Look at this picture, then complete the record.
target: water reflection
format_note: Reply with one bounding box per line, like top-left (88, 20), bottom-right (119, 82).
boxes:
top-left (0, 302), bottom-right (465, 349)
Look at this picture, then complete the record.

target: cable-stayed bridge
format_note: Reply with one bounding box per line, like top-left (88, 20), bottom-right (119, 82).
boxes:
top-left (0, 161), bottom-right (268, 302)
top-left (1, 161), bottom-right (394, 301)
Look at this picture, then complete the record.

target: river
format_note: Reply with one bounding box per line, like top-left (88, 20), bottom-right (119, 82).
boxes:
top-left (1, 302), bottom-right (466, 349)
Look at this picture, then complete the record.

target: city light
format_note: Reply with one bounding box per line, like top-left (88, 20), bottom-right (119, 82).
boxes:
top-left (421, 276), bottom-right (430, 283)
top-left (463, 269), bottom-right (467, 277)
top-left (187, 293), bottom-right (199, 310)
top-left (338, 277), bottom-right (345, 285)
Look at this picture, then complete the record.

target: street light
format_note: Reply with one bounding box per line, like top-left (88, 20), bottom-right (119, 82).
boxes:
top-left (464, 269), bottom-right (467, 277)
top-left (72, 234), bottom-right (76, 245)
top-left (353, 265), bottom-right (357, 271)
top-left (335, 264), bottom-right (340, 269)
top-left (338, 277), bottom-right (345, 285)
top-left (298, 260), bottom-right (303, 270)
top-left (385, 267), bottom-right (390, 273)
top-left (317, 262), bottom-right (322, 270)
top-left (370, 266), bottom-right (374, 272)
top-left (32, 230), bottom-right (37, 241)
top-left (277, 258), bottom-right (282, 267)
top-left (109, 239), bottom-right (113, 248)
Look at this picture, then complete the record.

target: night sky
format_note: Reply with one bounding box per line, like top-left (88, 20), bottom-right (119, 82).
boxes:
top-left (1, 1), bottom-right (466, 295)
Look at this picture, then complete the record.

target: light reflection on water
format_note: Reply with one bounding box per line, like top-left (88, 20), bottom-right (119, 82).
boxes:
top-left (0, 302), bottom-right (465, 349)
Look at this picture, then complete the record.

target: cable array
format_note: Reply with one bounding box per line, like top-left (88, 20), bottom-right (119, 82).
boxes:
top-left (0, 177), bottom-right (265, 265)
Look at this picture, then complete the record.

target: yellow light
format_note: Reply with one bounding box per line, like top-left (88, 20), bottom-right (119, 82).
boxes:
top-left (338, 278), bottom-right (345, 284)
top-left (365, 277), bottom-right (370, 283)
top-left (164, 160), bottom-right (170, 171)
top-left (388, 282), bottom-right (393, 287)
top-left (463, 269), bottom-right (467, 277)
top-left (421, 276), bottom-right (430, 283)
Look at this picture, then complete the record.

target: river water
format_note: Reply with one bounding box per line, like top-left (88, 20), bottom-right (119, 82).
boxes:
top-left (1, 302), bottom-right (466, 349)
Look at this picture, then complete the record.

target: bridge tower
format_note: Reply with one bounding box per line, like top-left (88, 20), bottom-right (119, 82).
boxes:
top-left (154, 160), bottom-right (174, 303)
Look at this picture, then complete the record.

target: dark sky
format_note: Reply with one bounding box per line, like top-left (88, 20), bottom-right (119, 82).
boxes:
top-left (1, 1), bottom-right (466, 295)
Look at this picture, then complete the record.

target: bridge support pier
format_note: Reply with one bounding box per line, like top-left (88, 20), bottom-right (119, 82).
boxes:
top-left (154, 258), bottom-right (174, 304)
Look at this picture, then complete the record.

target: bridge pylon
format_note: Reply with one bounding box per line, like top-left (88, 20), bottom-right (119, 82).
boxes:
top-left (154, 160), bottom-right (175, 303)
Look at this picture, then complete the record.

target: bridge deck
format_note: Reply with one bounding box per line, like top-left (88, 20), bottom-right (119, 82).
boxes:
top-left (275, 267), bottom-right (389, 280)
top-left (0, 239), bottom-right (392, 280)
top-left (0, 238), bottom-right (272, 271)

######

From the entries above, copy each line holding "cable".

- SOLUTION FOR THIS TASK
target: cable-stayed bridge
target: cable array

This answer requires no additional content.